WORK TO DO
Copy out all of the material below, swapping every "Point out" for "Mark" and leaving everything else unchanged. Omit the pictures.

STORED RECORDS
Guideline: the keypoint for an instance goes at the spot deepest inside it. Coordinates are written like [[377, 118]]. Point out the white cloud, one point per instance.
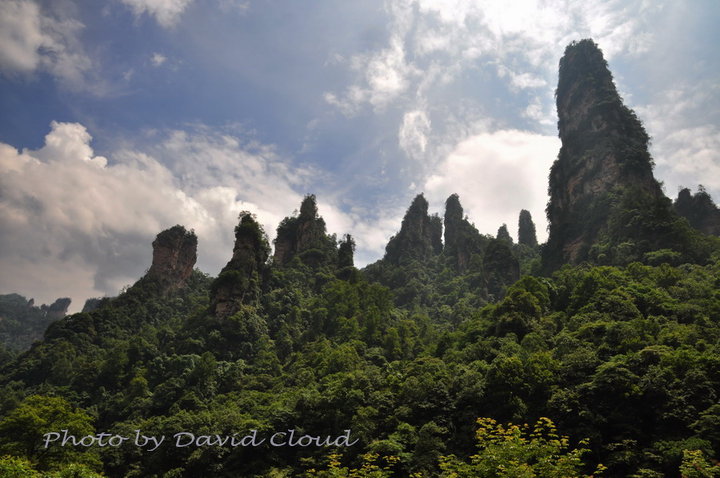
[[433, 43], [413, 134], [496, 175], [158, 59], [166, 12], [77, 224], [686, 137], [33, 40]]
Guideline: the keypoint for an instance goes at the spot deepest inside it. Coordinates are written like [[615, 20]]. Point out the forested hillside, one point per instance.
[[457, 354]]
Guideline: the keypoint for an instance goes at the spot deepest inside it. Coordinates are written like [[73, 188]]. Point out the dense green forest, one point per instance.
[[457, 354]]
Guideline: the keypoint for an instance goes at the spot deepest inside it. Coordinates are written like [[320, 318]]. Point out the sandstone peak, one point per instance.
[[420, 235], [174, 256]]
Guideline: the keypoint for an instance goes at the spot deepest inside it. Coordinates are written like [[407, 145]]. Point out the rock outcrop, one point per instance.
[[500, 267], [240, 281], [56, 310], [699, 209], [174, 256], [304, 236], [346, 252], [462, 239], [503, 234], [602, 189], [420, 235], [526, 230]]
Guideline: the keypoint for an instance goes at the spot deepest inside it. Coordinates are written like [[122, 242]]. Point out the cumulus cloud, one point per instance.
[[523, 38], [686, 137], [81, 225], [413, 134], [436, 48], [77, 224], [166, 12], [496, 174], [32, 39], [157, 59]]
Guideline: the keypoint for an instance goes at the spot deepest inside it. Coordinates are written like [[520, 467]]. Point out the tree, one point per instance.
[[519, 452]]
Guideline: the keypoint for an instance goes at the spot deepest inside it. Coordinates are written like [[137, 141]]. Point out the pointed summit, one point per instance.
[[605, 204], [462, 240], [699, 209], [174, 256], [304, 236], [420, 235], [240, 280]]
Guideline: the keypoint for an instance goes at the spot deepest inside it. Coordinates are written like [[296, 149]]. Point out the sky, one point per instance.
[[121, 118]]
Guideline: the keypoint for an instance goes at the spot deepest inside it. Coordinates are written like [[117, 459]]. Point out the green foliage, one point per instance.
[[515, 451], [22, 432]]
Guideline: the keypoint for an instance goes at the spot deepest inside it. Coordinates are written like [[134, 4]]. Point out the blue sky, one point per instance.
[[124, 117]]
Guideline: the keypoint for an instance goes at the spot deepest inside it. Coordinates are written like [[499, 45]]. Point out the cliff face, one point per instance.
[[462, 240], [240, 280], [174, 256], [500, 267], [526, 229], [604, 153], [420, 235], [700, 210], [304, 236]]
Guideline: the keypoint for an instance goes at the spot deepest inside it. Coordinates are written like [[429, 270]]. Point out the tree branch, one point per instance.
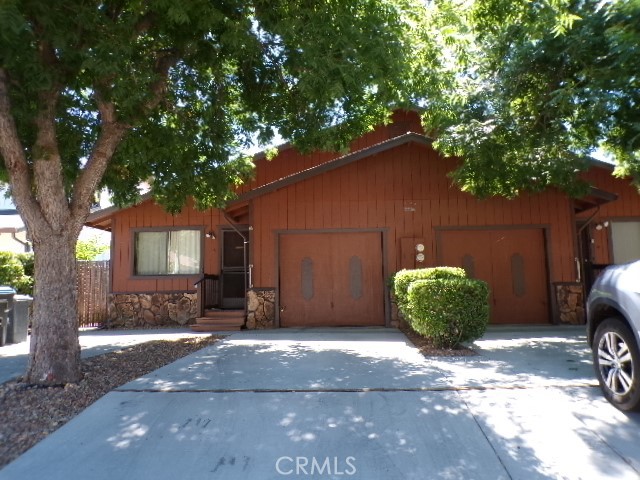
[[15, 160], [47, 164], [111, 134], [164, 62]]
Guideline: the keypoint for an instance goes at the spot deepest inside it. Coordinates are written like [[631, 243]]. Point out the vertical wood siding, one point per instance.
[[148, 214], [407, 191]]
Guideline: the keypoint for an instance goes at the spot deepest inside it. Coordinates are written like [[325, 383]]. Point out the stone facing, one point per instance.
[[261, 308], [570, 300], [136, 310]]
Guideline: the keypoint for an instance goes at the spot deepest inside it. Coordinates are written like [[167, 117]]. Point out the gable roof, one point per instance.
[[342, 161]]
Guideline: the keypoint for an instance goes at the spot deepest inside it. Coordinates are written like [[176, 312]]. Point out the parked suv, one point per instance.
[[613, 330]]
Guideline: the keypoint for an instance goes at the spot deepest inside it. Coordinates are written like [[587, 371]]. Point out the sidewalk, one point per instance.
[[352, 403]]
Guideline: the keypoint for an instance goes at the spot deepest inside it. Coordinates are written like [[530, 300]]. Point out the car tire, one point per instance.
[[616, 359]]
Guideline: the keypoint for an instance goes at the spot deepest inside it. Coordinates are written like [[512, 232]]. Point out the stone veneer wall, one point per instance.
[[135, 310], [261, 308], [570, 303]]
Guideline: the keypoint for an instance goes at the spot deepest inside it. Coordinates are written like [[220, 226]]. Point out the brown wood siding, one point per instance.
[[150, 215], [406, 190]]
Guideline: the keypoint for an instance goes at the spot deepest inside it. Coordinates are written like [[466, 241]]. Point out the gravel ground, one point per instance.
[[29, 413]]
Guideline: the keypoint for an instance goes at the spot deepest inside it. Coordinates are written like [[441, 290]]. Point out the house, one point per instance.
[[313, 240]]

SOLUTION FOR THIS EXERCISE
Guideline: the keypoint for an instance goes at the spot deepest inside it. Coordinates are written like [[377, 118]]. Mark the white cloud, one point per instance.
[[433, 43], [413, 134], [496, 175], [158, 59], [166, 12], [77, 224], [686, 137], [33, 40]]
Guideline: the keypoint for an instance goes at the spot deepest inside it. Coordinates are written like [[615, 20]]. Mark the forested hillside, one point per instance.
[[457, 354]]
Guideline: the keypoint for an instance goes at the spot deepest inside it. Coordinates are written like [[73, 188]]. Mark the dense green forest, one point per instance.
[[457, 354]]
Guideline: the keypoint for an instance goes at the spot deepest inside it. Coordinates are written like [[320, 318]]. Mark the sandstone peak, one point per instance.
[[420, 235], [174, 256]]
Guideline: the keypoint for an instance goes at the spot deepest inside it. Coordinates are written like [[407, 145]]. Mark the rock outcrop, one point per instance.
[[500, 267], [240, 281], [56, 310], [699, 209], [174, 256], [304, 236], [346, 252], [462, 239], [503, 234], [602, 189], [420, 235], [526, 230]]
Guideline: the keypoint for an instance goes at the spot deepest inside it. Coordinates are written like [[122, 242]]. Mark the cumulus cloud, one point per instance.
[[523, 38], [686, 137], [81, 225], [413, 134], [436, 48], [77, 224], [166, 12], [496, 174], [32, 39], [157, 59]]
Guideline: the keypoint for an instance goes at the spot deepest inside it. Coordinates are written like [[520, 467]]. Mark the tree, one point per instance.
[[519, 452]]
Guideline: the keypoint for an instance goes at the spot deepest inside it. Coordinates are written like [[137, 141]]. Mark the pointed summit, one point per instance.
[[605, 204], [462, 240], [699, 209], [174, 256], [304, 236], [420, 235], [240, 280]]
Guideline: the keypoint for an instance goes at the spot deepest inside it. Coordinates are written like [[296, 149]]. Mark the sky, one point per instance.
[[121, 118]]
Guideline: the keypoint for an instance goes at the spot deepest inside it. Coordinates are written like [[117, 459]]. Mark the green foliage, one point per instance.
[[515, 451], [22, 432]]
Guideline: the keypoint for an instance goes at the spot deepest inside it. Coordinates are written like [[134, 4]]. Mark the blue sky, one point per instance.
[[124, 117]]
Guideline: the keypoint for an instance goes at the spot deepest inside it. Coordinates are written like [[499, 45]]. Mark the cliff face, one point per instance.
[[462, 240], [240, 280], [174, 256], [500, 267], [526, 229], [604, 153], [420, 235], [700, 210], [304, 236]]
Guideline: the keypoint for an instance goes at the spot deepest inside it. Coordinates are written like [[429, 270]]. Mark the tree branch, one point per instance.
[[15, 160], [47, 164], [111, 134], [164, 62]]
Guideline: the keypoint for an instance goes at the spot deepest inside it. Coordinates are written like [[631, 243]]. Mark the vertical wood siding, one point per instance.
[[148, 214], [407, 191]]
Guideline: the keypoint for an instance goes at the spot deepest inside it. Coordinates are written like [[325, 383]]. Mark the stone facing, one point per instance.
[[261, 308], [570, 300], [136, 310]]
Guideline: the keypoint for an instance goes at the spot deepest inside it. Coordinates are written like [[167, 117]]. Mark the gable roof, one point per instance.
[[342, 161]]
Guideline: the keypoint for an instance goes at the spot deepest inside it. Coordinates are written like [[176, 312]]. Mark the parked suv, one point per instance.
[[613, 330]]
Guideline: the keypoint for an instance goes at the spot deepest inside it. Coordinates are written like [[587, 371]]. Mark the sidewalk, one point per instance.
[[352, 403]]
Guideline: the keypoint for an instance goes at the spot deepest inside it. Coordinates are written like [[530, 300]]. Mark the car tire, one point per instance.
[[616, 359]]
Guideline: the keypoint for an instance goes at the spot deepest inside it. Coordinates are written like [[512, 232]]. Mark the stone veneer wall, one point per instance.
[[135, 310], [261, 308], [570, 303]]
Guideline: the keypoint for an instance goes at the spot deepest inside it. Coordinates are written like [[220, 226]]. Mark the brown wood siding, one point per instance.
[[150, 215], [406, 190]]
Guideline: the keypoint for an instance goes at the spot deepest inside it. Coordinates are written like [[466, 241]]. Mark the gravel ground, one point per instance.
[[29, 413]]
Guideline: the keypoint for an instance goes at the spot deepest inside it. Coordinates are written like [[441, 290]]. Mark the house, one point per instance.
[[313, 240]]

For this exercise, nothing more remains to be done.